■ Provided material
==============================

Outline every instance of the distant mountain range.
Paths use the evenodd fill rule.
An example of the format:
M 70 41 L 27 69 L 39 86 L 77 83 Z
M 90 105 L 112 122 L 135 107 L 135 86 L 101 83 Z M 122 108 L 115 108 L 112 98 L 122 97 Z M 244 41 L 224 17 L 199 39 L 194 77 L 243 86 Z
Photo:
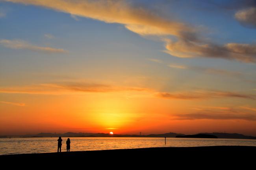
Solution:
M 239 133 L 200 133 L 195 135 L 210 135 L 217 137 L 218 138 L 222 139 L 256 139 L 256 137 L 251 136 L 246 136 L 241 134 Z M 186 135 L 181 133 L 167 133 L 163 134 L 150 134 L 147 135 L 121 135 L 114 134 L 111 135 L 109 133 L 74 133 L 67 132 L 64 133 L 41 133 L 35 135 L 27 134 L 20 136 L 11 136 L 12 137 L 58 137 L 61 136 L 62 137 L 175 137 L 176 136 L 179 136 L 180 137 L 182 137 L 182 136 L 185 136 Z M 180 137 L 181 136 L 181 137 Z M 0 137 L 9 137 L 9 136 L 0 136 Z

==============================

■ Task details
Copy the material above word for word, leaving out the picture.

■ Answer to this exercise
Outline every instance of the distant mountain range.
Paths use the evenodd fill rule.
An example of the format:
M 70 41 L 27 69 L 39 86 L 77 83 Z
M 90 105 L 112 122 L 135 107 L 135 86 L 101 83 Z M 122 108 L 115 108 L 112 98 L 122 97 Z M 244 41 L 224 17 L 199 39 L 194 77 L 243 86 Z
Photo:
Solution:
M 239 133 L 200 133 L 195 135 L 210 135 L 217 137 L 218 138 L 222 139 L 256 139 L 256 137 L 251 136 L 246 136 L 241 134 Z M 186 135 L 181 133 L 167 133 L 163 134 L 150 134 L 147 135 L 121 135 L 114 134 L 111 135 L 109 133 L 74 133 L 67 132 L 64 133 L 41 133 L 35 135 L 27 134 L 20 136 L 11 136 L 12 137 L 58 137 L 61 136 L 62 137 L 175 137 L 176 136 L 179 136 L 180 137 L 182 137 L 182 136 L 185 136 Z M 180 137 L 181 136 L 181 137 Z M 0 137 L 9 137 L 9 136 L 0 136 Z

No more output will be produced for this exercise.